EXERCISE DESCRIPTION.
Extract all of the entries and give them again, word for word.

(Recorded data)

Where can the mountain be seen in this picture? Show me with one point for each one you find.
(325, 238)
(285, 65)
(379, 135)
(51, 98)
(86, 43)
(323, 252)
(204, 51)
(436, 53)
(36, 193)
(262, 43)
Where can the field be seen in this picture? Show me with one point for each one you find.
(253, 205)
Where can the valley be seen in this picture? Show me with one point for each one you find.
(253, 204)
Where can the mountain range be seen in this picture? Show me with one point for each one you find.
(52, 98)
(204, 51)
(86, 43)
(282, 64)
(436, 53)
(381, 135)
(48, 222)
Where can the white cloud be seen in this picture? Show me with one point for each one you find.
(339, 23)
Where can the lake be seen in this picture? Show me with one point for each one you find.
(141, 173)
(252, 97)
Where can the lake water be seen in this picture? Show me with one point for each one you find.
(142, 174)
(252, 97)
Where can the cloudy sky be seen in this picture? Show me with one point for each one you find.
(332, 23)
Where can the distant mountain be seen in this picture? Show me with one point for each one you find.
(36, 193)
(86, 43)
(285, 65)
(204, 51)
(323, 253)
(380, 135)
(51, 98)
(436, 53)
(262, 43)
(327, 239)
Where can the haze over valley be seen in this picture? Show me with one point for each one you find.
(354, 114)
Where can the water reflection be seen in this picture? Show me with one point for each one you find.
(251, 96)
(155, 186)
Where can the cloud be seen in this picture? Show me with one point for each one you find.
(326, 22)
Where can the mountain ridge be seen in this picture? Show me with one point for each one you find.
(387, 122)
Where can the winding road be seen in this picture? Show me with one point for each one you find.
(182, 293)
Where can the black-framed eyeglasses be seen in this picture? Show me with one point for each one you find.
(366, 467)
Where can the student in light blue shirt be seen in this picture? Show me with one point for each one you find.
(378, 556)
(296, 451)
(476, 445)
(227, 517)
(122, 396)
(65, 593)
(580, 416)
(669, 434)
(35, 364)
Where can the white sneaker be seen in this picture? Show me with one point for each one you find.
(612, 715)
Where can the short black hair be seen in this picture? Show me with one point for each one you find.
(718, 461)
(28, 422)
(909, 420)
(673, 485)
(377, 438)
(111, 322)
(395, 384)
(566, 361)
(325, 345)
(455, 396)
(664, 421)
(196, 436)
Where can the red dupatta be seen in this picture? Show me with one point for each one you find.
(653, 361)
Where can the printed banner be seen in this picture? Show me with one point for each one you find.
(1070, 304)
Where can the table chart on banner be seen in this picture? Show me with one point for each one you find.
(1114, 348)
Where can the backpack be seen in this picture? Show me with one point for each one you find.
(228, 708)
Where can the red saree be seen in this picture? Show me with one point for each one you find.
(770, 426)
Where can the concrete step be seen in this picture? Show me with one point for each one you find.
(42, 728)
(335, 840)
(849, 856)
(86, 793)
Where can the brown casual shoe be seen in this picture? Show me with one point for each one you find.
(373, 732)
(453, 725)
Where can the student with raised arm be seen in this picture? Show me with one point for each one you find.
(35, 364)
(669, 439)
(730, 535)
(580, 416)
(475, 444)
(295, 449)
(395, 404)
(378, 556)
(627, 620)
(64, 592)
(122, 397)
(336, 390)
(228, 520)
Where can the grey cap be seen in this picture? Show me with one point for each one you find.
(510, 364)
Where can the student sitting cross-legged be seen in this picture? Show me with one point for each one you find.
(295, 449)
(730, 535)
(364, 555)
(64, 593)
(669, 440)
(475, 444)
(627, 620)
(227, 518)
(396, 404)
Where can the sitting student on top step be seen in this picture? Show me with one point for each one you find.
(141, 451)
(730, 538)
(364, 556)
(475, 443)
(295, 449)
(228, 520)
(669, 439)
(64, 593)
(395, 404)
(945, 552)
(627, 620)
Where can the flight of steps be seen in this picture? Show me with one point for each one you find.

WRITTEN ANSWER.
Where can the mountain be seen in this picture? Show me with one point for each one you find.
(325, 238)
(285, 65)
(379, 135)
(51, 98)
(86, 43)
(323, 252)
(204, 51)
(436, 53)
(36, 193)
(262, 43)
Where can the field be seen in this picture? Show me with one point for each one you find.
(253, 205)
Where can the valley be seen in this picture? Show me with one point for each one you find.
(253, 204)
Where can the mountain range be seen in this picture? Show me with one point for each one you find.
(52, 98)
(204, 51)
(86, 43)
(282, 64)
(436, 53)
(381, 135)
(48, 222)
Where can the white cloud be seen in this picture? Show me with one point for each one you find.
(339, 23)
Where can the lake be seen in this picture? Show me with one point for each one you find.
(141, 173)
(252, 97)
Where can the lake water be seen in this picture? Show me with one point for each one you find.
(142, 174)
(252, 97)
Where can the cloudy sky be seen in this picture? Show me with one point for each one you find.
(332, 23)
Where can the distant mountain be seen in this picture? Show me with one point for each one you find.
(36, 193)
(86, 43)
(285, 65)
(204, 51)
(323, 253)
(380, 135)
(51, 98)
(436, 53)
(262, 43)
(327, 239)
Where can the haze over valley be seen in this picture? Show me with one point for each one you find.
(354, 114)
Where can the water reflection be seen in this picture? Show me with one point for each one you find.
(251, 96)
(155, 186)
Where can the cloud be seen in this picture? Show me with one point for each one you find.
(326, 22)
Where can the mountain ridge be seen in this picture? Show me with one point for each one you find.
(387, 122)
Where can the winding road be seen in this picture? Show me with one point for each one you find.
(182, 293)
Where can the black-framed eyeglasses be seen in this picture? Show me with one point for each one you find.
(366, 467)
Where can the student in light blue shirt be seen in this picture? Show me with one point for each one you find.
(378, 556)
(296, 451)
(476, 445)
(227, 517)
(122, 396)
(65, 593)
(580, 416)
(669, 434)
(35, 364)
Where can the white sneaker be seen in this picture? Show me with one point for each one you find.
(612, 715)
Where can the short black hair be seen in this picture? Show me with one point for each one you find.
(718, 461)
(28, 422)
(909, 420)
(673, 485)
(377, 438)
(111, 322)
(395, 384)
(566, 361)
(325, 345)
(455, 396)
(664, 421)
(196, 436)
Where can the red dupatta be seen in this picture? Show me with one point for each one you find.
(653, 361)
Where can the printed banner be seen in this picture? Show me with one point for each one you find.
(1070, 304)
Where can the table chart on banner be seen in this picture? Show me with one point for each one you find.
(1114, 348)
Where can the backpack be seen in this picture? Show me with one point for each one you find.
(228, 708)
Where can the red saree be seen in this picture? Show me with one point for each one you find.
(770, 426)
Where can the concrete step be seen in this picture? Show me with one point for each one you find.
(42, 728)
(335, 840)
(849, 856)
(86, 793)
Where can the brown casual shoe be seen in this picture? Show me with one point for each one you find.
(373, 732)
(453, 725)
Where can the student with raised arm be seen in this picture? Show me with one point for each one you find.
(35, 364)
(669, 439)
(730, 535)
(580, 416)
(475, 444)
(295, 449)
(395, 404)
(378, 556)
(627, 620)
(64, 592)
(122, 397)
(336, 390)
(228, 520)
Where can the grey cap be seen in this picture? Show me with one point for each one you find.
(510, 364)
Where can the student sitting cross-legged be seen in this picture? Show me with one point for each one you find.
(295, 449)
(730, 535)
(364, 555)
(64, 593)
(669, 440)
(475, 444)
(627, 620)
(227, 518)
(396, 404)
Where can the sitting student on top step be seen in this picture? Show me with one point for each one you find.
(141, 451)
(730, 538)
(364, 556)
(475, 443)
(295, 449)
(228, 520)
(669, 439)
(64, 593)
(395, 404)
(945, 552)
(627, 620)
Where can the flight of steps be seen in this picture? Show me with one point for each one you find.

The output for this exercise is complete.